Selected text:
-.-.-

In 1927, Slesinger set up shop in New York as a literary agent, and went on to represent, among others, Newbery Medal-winning writers Hendrik Willem van Loon (who won the first Newbery Medal in 1922), Western authors Zane Grey and Rex Beach, Will James and journalist Andy Rooney. Slesinger acquired the rights to popularize illustrations, texts, characters and personalities in other media, a pioneering effort into ancillary rights uses and licensing. Always interested in new media, Slesinger took out patents for experimental television presentations of cartoons and presented Winnie the Pooh as the first Sunday morning TV cartoon in the mid-1940s. (The New York TImes)

Winnie-the-Pooh

Slesinger acquired US and Canadian merchandising, television, recording and other trade rights to Winnie-the-Pooh from A. A. Milne in the 1930s, and developed Winnie-the-Pooh commercializations for more than 30 years, creating the first Pooh doll, record, board game, puzzle, US radio broadcast (NBC), animation, and motion picture film. In the 1950s, after Slesinger's death, his widow, Shirley Slesinger Lasswell, took over the business and launched her own nationwide licensing campaigns. In 1961 and 1983, Stephen Slesinger, Inc. licensed certain Pooh rights to the Walt Disney Company.

Premiums and products

In 1933, Slesinger acquired the merchandising rights to Edgar Rice Burroughs' Tarzan character and produced a series of Big Little Books, games, premiums, toys, treasure maps and other products. Slesinger's marketing and media strategy for Tarzan became the blueprint for success in character merchandising, including the campaigns Superman. Slesinger's The New Adventures of Tarzan "Pop-Up" (Blue Ribbon Press, 1935) book, which he also illustrated, was chosen by Albert Tillman as one of the 100 best pop-up books ever published and featured on the cover of Tillman's historical survey, Pop-Up! Pop-Up! (Whalestooth, 1998).

Slesinger purchased the rights to the Ozark Ike comic strip from creator Rufus A. ("Ray") Gotto. In 1936, it became his first comic strip in syndication. Other licensing included Tom Mix, King of the Royal Mounted, Alley Oop, Captain Easy, Wash Tubbs, Polly the Powers Model, Charlie Chan, Buck Rogers and Og, Son of Fire, as well as all Newspaper Enterprise Association comic strips.

-.-.-

List of tasks:
A: Name every Winnie-the-Pooh "first" that the text about Slesinger's licensing career credits him with creating.
B: Please extend the text about Slesinger's licensing career with a few more sentences, picking up after its final sentence.

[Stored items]
-.-.-

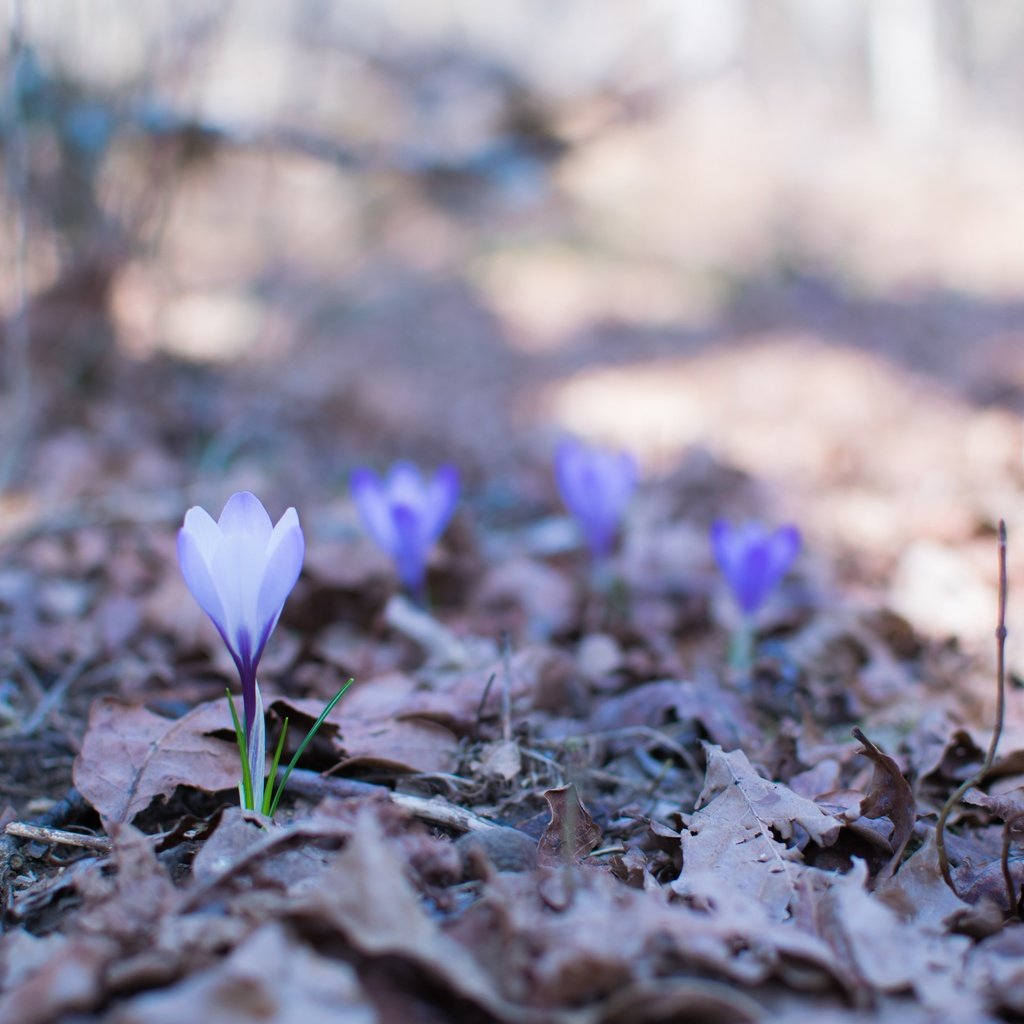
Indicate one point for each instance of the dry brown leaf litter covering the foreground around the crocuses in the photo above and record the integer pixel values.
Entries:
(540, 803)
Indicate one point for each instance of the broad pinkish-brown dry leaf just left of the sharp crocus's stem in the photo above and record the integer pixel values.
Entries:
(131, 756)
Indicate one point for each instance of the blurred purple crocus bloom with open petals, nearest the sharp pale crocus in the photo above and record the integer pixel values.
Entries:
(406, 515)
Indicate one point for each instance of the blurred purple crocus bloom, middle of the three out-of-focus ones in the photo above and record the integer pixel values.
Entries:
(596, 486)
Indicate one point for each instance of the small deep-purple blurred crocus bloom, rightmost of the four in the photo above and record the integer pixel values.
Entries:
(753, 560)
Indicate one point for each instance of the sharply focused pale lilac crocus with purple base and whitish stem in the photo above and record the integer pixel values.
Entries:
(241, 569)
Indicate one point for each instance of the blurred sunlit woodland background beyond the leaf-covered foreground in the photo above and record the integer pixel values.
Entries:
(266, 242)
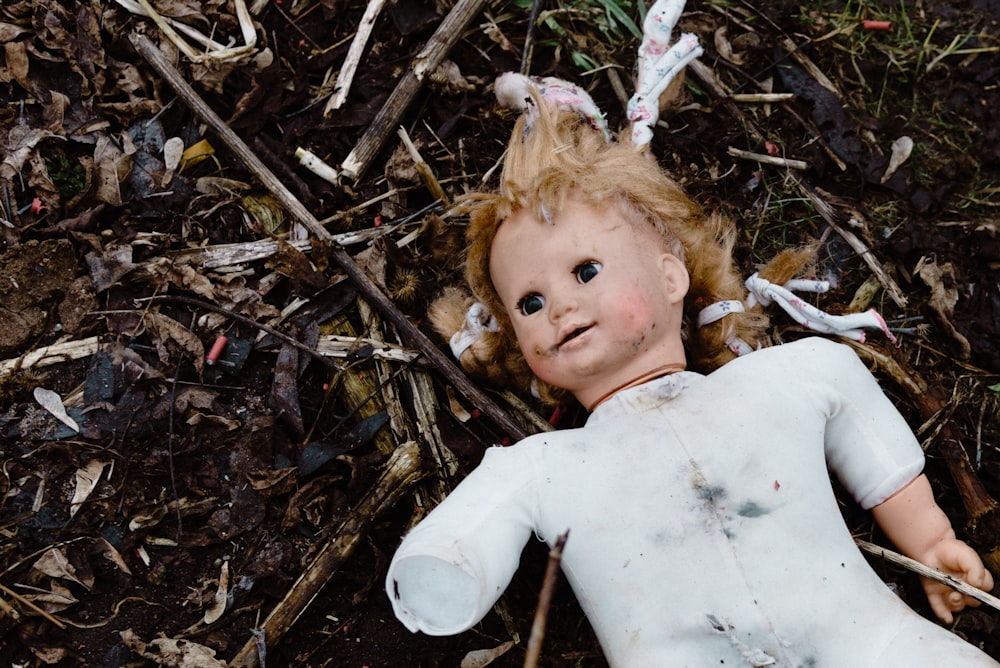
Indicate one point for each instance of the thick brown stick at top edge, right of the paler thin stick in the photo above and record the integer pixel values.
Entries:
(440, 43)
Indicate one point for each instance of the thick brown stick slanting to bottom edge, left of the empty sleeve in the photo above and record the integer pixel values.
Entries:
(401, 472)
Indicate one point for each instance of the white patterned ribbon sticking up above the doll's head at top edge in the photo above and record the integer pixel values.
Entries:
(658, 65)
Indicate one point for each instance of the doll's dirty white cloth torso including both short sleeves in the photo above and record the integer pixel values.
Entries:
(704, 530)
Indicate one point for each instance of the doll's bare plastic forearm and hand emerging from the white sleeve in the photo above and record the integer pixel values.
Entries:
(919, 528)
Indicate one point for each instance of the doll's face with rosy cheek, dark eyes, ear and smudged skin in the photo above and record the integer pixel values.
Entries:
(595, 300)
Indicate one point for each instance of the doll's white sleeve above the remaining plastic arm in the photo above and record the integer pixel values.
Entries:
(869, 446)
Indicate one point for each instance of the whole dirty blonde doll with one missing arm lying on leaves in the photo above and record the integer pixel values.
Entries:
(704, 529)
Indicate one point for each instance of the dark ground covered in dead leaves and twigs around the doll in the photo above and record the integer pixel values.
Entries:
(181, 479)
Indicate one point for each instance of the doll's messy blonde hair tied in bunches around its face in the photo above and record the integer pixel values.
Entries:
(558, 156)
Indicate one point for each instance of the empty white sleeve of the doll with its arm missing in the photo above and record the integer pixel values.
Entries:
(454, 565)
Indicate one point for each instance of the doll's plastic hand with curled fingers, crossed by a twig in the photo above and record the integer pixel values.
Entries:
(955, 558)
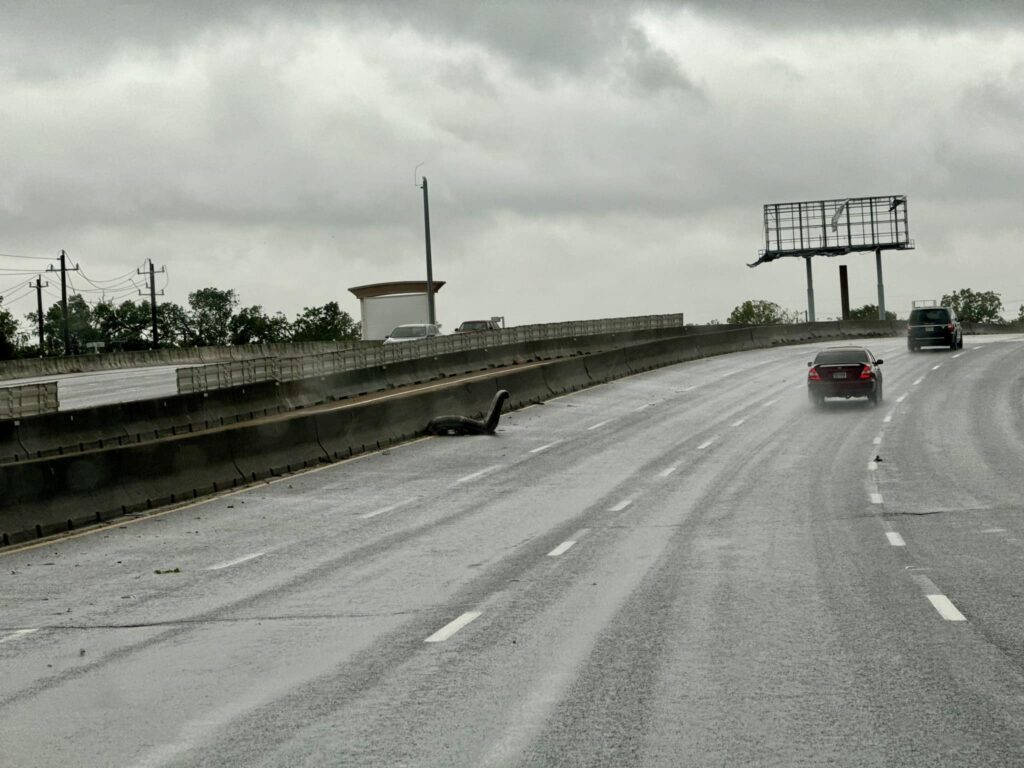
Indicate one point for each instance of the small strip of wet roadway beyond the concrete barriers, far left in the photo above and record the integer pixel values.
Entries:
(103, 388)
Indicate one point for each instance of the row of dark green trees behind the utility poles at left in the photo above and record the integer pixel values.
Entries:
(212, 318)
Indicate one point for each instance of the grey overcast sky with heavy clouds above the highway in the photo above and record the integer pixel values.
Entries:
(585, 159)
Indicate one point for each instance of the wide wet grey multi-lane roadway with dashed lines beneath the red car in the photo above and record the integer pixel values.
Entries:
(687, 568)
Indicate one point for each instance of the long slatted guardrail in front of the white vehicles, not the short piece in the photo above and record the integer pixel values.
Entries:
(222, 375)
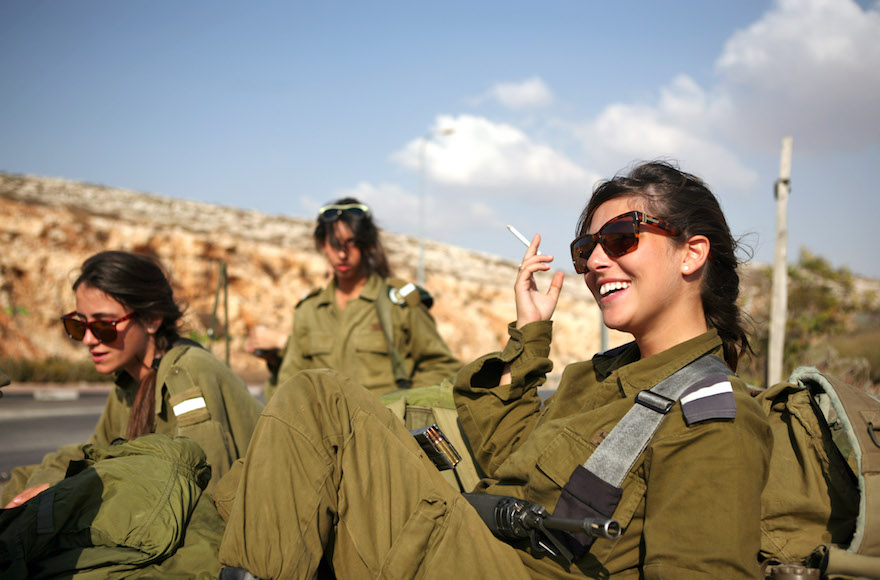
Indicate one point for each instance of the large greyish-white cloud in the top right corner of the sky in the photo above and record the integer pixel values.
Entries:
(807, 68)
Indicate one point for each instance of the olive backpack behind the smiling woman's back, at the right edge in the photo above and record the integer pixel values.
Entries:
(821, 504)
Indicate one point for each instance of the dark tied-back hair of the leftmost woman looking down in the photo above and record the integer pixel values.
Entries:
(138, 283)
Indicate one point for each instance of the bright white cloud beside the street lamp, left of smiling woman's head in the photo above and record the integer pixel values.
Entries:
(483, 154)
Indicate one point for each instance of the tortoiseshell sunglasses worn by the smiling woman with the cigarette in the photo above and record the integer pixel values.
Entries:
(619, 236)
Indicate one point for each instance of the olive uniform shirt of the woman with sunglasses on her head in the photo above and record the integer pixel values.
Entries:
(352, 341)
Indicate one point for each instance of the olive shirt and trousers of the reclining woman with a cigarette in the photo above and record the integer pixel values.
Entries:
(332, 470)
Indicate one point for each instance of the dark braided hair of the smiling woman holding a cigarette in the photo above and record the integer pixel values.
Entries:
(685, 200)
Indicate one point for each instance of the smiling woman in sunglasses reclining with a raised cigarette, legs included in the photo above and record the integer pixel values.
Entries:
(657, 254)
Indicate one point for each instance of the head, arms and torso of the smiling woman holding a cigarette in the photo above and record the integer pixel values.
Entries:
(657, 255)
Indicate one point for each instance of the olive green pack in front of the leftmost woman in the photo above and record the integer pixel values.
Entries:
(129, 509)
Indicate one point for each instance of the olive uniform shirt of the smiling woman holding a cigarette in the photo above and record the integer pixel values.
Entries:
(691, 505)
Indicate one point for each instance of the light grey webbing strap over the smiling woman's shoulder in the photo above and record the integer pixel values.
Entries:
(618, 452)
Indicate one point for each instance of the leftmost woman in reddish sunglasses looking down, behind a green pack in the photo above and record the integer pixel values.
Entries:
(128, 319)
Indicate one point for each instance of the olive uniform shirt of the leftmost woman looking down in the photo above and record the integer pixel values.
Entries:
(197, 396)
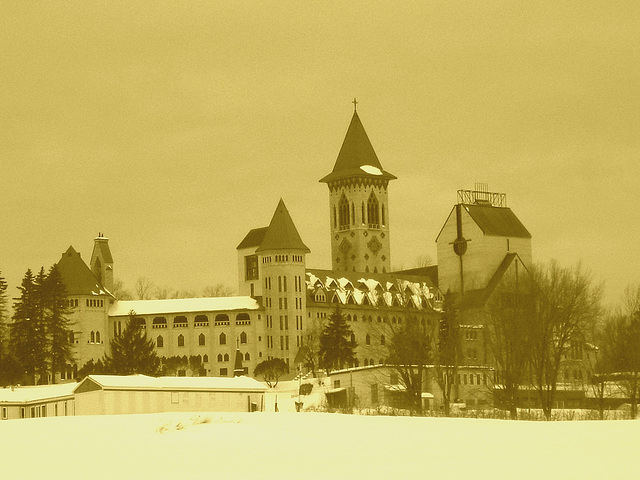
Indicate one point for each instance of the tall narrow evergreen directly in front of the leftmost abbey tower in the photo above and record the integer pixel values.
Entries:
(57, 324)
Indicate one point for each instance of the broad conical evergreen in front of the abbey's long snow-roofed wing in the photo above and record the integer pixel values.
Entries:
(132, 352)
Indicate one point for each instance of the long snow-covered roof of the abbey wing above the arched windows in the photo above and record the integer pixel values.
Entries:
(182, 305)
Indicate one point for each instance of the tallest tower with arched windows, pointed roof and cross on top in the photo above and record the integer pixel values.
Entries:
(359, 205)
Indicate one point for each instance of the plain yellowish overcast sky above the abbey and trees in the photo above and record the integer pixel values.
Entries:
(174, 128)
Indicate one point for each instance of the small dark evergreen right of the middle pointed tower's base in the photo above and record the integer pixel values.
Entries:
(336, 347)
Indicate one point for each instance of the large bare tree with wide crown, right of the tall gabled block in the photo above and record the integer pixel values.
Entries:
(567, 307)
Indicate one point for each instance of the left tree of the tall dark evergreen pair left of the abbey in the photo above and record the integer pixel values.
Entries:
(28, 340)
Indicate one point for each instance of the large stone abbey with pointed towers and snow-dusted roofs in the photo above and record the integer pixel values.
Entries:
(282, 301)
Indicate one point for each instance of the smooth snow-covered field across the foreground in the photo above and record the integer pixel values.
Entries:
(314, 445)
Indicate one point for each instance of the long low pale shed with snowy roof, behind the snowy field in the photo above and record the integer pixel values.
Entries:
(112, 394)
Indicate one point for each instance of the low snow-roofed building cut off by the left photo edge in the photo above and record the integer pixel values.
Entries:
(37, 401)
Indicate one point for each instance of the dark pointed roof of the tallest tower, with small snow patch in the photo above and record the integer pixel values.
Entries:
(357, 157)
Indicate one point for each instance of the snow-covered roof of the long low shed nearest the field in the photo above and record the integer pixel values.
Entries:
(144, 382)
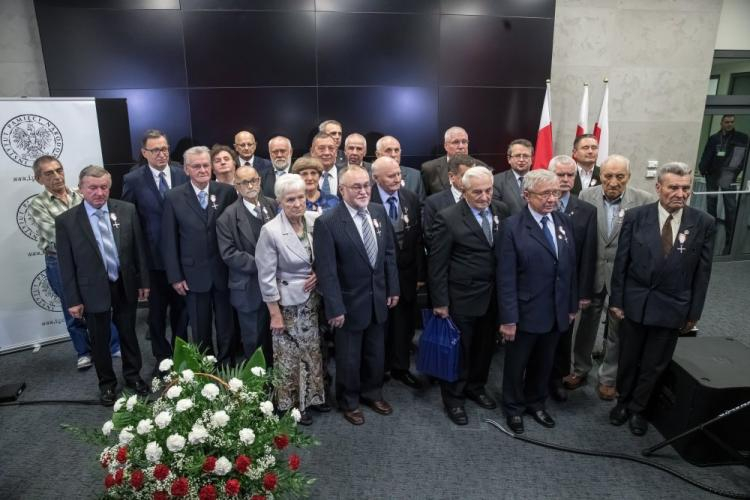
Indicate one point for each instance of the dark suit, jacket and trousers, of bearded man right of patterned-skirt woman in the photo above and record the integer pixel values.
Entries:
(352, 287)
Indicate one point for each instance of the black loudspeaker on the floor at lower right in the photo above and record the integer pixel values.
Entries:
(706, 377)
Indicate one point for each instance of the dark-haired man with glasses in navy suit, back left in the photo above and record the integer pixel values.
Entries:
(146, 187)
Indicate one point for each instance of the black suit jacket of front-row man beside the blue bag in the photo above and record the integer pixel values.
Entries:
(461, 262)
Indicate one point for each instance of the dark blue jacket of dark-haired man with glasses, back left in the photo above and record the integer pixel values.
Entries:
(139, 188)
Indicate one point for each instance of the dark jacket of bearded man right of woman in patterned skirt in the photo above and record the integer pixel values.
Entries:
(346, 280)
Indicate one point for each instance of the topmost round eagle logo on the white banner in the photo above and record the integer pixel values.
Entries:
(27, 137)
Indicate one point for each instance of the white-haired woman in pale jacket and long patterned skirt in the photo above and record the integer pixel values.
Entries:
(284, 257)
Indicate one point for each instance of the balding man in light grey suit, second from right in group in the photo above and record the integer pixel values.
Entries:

-.-.-

Results for the exercise:
A: Doll, record, board game, puzzle, US radio broadcast (NBC), animation, motion picture film

B:
Original characters

In the late 1930s, Slesinger began developing original characters, which he then hired artists to bring to life. Most prominent among these are Red Ryder and King of the Royal Mounted, which became Slesinger's most popular characters, syndicated internationally in newspaper comic strips and also generating books, radio shows, motion pictures and numerous ancillary commercial products.

Red Ryder and Little Beaver

Working with artist Fred Harman, who came from Pagosa Springs, Colorado, Slesinger launched the popular comic strip Red Ryder. The strip's artistic style evolved from Harman's 1937 comic strip, Bronc Peeler. The two worked on the project for a year before Red Ryder was launched in 1938.

Between 1938 and 1967, the long-run Red Ryder comic strip was also a long-run comic book, the subject of 12 chapter films, 26 motion pictures and numerous merchandising and promotional tie-ins, including the still-produced Red Ryder Daisy Carbine Air Rifle, which holds the longest continuing license in the history of the licensing industry and was depicted in the film A Christmas Story (1983).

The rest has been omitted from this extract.